- _Task objective_
Tell how many lines in the following entries include the word "weathered", giving the figure alone.

[Source records]
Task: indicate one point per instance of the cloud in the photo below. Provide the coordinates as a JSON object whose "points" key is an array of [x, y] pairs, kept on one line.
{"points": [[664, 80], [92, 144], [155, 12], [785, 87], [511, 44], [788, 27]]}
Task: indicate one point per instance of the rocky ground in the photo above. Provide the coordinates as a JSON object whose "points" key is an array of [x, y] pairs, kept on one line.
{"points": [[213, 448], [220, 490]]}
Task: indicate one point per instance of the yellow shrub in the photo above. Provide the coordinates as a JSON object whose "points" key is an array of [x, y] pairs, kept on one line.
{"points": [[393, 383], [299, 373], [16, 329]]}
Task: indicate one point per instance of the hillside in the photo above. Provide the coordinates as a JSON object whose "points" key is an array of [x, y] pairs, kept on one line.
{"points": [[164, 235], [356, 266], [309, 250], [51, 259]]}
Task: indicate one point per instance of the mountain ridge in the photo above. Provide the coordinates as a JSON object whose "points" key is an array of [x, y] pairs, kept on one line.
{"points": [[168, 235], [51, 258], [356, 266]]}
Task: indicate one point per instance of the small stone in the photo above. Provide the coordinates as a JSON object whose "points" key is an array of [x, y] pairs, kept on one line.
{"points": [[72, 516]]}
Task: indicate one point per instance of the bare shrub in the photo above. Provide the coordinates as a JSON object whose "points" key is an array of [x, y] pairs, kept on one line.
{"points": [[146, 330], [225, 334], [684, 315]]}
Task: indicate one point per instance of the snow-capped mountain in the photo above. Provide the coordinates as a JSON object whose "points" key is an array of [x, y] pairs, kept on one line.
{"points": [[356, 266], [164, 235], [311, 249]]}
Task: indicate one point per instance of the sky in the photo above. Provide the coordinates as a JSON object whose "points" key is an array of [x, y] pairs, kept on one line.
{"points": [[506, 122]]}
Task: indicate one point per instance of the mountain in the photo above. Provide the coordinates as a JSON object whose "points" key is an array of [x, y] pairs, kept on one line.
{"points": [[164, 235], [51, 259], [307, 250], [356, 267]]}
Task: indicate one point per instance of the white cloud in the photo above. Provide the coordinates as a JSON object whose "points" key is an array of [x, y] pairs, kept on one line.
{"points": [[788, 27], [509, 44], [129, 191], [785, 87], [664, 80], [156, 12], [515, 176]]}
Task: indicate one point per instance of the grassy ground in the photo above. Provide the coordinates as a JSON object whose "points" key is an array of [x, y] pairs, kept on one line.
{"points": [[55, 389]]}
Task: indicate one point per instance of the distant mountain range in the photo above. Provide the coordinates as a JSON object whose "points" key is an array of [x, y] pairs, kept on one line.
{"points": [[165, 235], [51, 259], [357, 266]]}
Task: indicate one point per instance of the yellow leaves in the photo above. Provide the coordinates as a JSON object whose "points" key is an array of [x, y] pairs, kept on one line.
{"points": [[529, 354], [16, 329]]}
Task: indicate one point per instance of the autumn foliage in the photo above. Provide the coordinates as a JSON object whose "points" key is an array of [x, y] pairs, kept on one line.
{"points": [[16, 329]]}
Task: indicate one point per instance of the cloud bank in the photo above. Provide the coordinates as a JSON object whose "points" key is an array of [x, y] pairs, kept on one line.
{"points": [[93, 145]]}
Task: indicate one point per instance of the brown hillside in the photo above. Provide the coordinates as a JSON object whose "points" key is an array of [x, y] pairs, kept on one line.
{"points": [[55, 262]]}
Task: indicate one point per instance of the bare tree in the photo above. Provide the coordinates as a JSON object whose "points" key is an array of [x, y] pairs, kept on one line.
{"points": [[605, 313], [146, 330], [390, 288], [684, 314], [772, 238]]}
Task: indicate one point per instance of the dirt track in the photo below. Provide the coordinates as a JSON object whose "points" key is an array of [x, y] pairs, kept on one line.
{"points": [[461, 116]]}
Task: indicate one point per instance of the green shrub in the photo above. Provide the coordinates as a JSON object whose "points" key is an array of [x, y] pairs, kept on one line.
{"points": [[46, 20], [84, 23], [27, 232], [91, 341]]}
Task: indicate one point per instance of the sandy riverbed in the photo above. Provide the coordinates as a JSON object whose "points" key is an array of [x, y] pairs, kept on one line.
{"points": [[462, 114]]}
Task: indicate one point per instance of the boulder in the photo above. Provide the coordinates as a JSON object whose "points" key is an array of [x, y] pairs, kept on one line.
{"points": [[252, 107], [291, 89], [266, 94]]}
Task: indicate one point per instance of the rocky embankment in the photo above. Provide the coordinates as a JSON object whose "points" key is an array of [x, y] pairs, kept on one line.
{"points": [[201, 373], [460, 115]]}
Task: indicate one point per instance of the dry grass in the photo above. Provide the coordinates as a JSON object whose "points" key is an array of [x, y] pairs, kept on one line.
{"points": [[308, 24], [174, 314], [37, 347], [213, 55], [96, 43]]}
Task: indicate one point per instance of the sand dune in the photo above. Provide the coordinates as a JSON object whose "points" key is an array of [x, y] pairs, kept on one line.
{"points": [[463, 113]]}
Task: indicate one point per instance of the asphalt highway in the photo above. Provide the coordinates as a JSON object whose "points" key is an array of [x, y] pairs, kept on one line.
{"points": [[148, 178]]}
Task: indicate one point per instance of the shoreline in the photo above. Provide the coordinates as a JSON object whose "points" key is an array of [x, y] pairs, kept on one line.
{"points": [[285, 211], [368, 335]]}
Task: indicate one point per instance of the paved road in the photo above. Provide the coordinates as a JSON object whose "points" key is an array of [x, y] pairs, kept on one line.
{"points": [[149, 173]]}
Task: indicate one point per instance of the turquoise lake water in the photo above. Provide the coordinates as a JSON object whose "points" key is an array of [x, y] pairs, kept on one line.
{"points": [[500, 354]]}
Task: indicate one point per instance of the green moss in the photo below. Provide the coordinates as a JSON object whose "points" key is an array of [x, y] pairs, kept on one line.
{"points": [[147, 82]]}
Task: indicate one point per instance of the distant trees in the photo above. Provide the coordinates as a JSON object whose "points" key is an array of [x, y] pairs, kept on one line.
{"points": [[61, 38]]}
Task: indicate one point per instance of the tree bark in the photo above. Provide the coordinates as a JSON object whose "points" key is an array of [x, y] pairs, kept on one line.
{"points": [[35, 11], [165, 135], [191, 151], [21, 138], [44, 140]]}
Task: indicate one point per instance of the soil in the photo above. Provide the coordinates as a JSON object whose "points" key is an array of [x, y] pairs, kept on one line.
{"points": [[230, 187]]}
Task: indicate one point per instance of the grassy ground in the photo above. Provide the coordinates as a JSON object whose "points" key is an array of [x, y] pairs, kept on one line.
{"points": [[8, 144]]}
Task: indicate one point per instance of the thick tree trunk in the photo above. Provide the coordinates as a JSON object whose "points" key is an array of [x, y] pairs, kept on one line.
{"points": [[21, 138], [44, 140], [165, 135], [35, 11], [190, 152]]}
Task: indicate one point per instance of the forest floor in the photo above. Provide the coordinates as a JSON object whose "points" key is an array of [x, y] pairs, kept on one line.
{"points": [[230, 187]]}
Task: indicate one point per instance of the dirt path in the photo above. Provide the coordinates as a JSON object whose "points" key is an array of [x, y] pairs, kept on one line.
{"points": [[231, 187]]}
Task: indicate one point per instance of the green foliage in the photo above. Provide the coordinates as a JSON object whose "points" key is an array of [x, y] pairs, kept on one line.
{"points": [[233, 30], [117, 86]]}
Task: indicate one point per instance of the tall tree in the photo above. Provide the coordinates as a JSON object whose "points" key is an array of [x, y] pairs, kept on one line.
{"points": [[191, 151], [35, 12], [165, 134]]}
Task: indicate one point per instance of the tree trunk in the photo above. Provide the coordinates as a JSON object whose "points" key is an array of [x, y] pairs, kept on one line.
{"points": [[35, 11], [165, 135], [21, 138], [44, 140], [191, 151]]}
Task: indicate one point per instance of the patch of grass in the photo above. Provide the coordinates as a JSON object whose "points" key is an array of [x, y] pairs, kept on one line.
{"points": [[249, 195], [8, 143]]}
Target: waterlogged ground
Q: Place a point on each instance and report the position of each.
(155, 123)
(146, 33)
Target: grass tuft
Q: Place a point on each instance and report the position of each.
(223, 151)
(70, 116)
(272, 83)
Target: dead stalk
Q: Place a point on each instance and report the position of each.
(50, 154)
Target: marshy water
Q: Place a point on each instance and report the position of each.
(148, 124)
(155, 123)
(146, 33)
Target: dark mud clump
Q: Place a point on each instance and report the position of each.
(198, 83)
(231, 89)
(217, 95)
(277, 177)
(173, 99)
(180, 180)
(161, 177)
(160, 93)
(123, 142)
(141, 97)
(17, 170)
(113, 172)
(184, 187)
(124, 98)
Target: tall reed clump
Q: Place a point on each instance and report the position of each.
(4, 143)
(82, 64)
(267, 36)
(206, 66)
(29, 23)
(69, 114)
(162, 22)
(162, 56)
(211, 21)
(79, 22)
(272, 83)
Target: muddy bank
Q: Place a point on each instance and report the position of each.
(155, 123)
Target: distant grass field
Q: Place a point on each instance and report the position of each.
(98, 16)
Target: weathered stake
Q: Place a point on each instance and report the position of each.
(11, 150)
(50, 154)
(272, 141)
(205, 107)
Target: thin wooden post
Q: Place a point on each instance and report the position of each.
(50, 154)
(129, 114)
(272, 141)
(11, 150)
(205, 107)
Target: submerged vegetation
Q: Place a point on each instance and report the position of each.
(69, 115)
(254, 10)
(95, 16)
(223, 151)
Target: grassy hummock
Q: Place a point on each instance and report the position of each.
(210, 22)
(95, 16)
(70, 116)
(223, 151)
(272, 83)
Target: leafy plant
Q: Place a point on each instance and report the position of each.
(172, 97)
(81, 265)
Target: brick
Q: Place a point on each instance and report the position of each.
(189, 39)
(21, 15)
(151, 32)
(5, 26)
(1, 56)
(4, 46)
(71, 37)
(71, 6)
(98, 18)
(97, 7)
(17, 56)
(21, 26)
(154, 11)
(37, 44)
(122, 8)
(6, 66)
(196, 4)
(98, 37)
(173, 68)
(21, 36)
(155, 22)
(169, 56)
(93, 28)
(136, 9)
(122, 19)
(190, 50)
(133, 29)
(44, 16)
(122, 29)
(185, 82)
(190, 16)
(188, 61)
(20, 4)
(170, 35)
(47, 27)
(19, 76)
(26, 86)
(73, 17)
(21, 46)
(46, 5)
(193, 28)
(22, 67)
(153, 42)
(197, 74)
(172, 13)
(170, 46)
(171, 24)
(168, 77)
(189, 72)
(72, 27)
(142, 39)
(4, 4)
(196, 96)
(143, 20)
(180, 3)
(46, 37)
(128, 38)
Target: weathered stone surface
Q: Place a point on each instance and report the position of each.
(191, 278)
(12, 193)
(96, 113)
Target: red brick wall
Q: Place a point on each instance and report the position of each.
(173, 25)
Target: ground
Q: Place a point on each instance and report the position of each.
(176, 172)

- _Answer section_
2